» **Prompt**
Write out the part of the passage on choosing between HAC and FGLS that falls between "It is worth" and "either $$Y$$, or $$X$$.", inclusive, word for word.

Some more examples can be found here.

Alternative procedures to CORC are Hildreth-Lu Procedure and Prais–Winsten Procedure.

### 4.8.4 Choosing Between HAC and FGLS

It has become more popular to estimate models by OLS and correct the standard errors for fairly arbitrary forms of serial correlation and heteroskedasticity.

Regarding HAC:

• Computation of robust standard errors works generally well in large datasets;
• With increase in computational power, not only has it become possible to (quickly) estimate models on large datasets, but also to calculate their robust covariance (HAC) estimators;
• While FGLS offers a theoretical efficiency, it involves making additional assumptions on the error covariance matrix, which may not be easy to test/verify, which may threaten the consistency of the estimator.

Regarding FGLS:

• if the explanatory variables are not strictly exogenous (i.e. if we include $$Y_{i-1}$$ on the right-hand-side of the equation) - the FGLS is not only inefficient, but it is also inconsistent;
• in most applications of FGLS, the errors are assumed to follow a first order autoregressive process. It may be better to evaluate OLS estimates and use a robust correction on their standard errors for more general forms of serial correlation;
• in addition to imposing an assumption of the residual covariance structure in regard to autocorrelation, GLS also requires an exogeneity assumption (MR.3) to hold, unlike HAC.

Generally, serial correlation is usually encountered in time-series data, which has its own set of models that specifically deal address serial correlation of either the residuals $$\epsilon$$, the endogenous variable $$Y$$, or the exogeneous variables $$X_j$$, or even all at once.

It is worth noting that autocorrelated residuals are more frequently the result of a misspecified regression equation, rather than a genuine autocorrelation.

A final thing to note:

In many cases, the presence of autocorrelation, especially in cross-sectional data, is not an indication that the model has autocorrelated errors, but rather that it:

• is misspecified;
• is suffering from omitted variable bias;
• has an incorrect functional form for either $$Y$$, or $$X$$.

» **Data section**
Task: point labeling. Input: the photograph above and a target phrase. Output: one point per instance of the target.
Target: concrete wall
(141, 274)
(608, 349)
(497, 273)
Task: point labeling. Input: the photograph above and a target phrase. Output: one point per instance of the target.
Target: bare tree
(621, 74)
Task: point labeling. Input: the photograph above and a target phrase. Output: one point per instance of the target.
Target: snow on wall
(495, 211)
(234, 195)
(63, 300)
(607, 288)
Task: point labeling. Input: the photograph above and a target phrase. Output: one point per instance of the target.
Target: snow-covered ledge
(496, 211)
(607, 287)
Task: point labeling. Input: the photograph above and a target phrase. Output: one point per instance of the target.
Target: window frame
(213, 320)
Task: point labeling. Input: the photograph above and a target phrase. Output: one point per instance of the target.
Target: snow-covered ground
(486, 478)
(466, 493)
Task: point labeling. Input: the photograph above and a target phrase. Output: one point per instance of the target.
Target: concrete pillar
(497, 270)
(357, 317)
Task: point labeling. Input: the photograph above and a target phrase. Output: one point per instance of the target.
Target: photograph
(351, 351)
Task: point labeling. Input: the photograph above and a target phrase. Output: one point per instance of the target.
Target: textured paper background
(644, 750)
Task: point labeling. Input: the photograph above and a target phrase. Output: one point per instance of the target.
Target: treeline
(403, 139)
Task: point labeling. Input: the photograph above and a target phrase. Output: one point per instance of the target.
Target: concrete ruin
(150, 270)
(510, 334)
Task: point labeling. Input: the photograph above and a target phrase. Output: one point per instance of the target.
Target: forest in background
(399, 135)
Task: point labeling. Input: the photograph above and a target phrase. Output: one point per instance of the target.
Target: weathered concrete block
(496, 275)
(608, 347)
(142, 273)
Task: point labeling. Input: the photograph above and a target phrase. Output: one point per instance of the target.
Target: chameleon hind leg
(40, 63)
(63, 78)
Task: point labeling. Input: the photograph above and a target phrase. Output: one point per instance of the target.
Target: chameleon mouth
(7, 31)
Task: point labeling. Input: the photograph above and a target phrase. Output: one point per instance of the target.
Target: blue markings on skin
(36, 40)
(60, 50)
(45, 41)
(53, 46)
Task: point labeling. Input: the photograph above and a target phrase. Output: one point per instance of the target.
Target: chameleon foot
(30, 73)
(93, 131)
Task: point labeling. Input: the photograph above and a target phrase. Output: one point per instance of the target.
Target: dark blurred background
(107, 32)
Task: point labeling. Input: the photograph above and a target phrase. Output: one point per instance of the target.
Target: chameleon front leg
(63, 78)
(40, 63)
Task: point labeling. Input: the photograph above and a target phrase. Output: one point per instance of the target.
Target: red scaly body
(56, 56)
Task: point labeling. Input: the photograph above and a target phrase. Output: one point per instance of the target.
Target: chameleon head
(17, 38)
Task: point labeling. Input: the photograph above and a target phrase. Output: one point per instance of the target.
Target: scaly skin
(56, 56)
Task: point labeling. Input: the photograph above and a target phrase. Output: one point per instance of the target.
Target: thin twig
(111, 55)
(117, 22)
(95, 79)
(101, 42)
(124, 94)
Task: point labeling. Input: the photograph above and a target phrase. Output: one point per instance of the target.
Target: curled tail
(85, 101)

» **The reply**
It is worth noting that autocorrelated residuals are more frequently the result of a misspecified regression equation, rather than a genuine autocorrelation.

A final thing to note:

In many cases, the presence of autocorrelation, especially in cross-sectional data, is not an indication that the model has autocorrelated errors, but rather that it:

• is misspecified;
• is suffering from omitted variable bias;
• has an incorrect functional form for either $$Y$$, or $$X$$.